*** SELECTED PASSAGE Section Begins ***

Grinstaff team’s nanodrug might be first to solve vexing problem in liver

By Patrick L. Kennedy

A novel nanotechnology promises to be the first therapeutic to directly target the liver in the battle against a disease that afflicts roughly a quarter of the global population. The new treatment was reported in Nature Communication by Professor Mark Grinstaff (BME, Chemistry, MSE, MED), Xue Han (BME), and an international team of scientists and engineers.

When the liver is firing on all cylinders, it cleans out degraded materials from the blood, such as fat and proteins that are no longer needed. This process—one of the liver’s many useful functions—is called autophagy, and it’s carried out by lysosomes, tiny organelles within the liver cells.

But in 20 to 30 percent of people around the world, the lysosomes stop doing their job, for reasons not fully understood. Fat droplets start to clog and swell the liver, causing pain in the abdomen, as well as fatigue. The condition is known as non-alcoholic fatty liver disease (NAFLD), because it’s a liver ailment that is not related to alcohol abuse. Unchecked, it can cause cirrhosis and even liver failure.

Mark Grinstaff (BME, Chemistry, MSE, MED)

“Today, there are not enough transplant livers to meet the demand,” says Grinstaff, who is a William Fairfield Warren Distinguished Professor, the most prestigious title BU bestows on faculty.

Because NAFLD is so prevalent, a variety of solutions have been proposed, and some have made it to market, but none of them directly solve the problem by removing the fat. “We wondered whether there were ways we could control or alter the biology of the liver so that it could process the fat,” says Grinstaff.

*** SELECTED PASSAGE Section Ends ***

WORK REQUEST →
Quote the nanodrug article from "A novel nanotechnology" through "scientists and engineers.", inclusive.

*** DATA EXTRACTS Section Begins ***

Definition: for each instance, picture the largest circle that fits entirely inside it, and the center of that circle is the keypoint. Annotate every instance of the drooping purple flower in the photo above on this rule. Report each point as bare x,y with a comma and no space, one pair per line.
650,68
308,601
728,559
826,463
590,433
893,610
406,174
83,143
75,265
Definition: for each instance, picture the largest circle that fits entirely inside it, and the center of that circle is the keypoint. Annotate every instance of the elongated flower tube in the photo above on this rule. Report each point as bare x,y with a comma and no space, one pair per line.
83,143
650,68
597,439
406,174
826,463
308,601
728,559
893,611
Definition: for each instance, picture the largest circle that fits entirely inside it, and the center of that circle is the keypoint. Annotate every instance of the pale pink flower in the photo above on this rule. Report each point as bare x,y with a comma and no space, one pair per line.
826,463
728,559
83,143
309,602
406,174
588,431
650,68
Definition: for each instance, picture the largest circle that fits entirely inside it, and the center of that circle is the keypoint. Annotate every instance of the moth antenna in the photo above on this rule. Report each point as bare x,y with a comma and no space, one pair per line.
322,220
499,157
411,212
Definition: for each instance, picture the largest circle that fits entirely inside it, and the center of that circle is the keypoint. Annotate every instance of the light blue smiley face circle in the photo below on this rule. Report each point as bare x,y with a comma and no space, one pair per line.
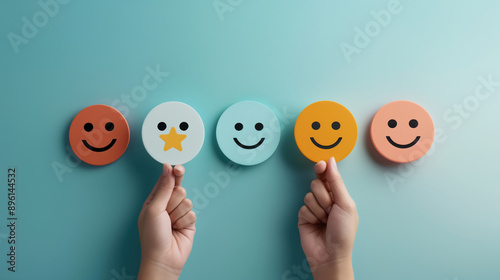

*** DATA EXTRACTS Section Ends ***

THE COMPLETED TASK →
A novel nanotechnology promises to be the first therapeutic to directly target the liver in the battle against a disease that afflicts roughly a quarter of the global population. The new treatment was reported in Nature Communication by Professor Mark Grinstaff (BME, Chemistry, MSE, MED), Xue Han (BME), and an international team of scientists and engineers.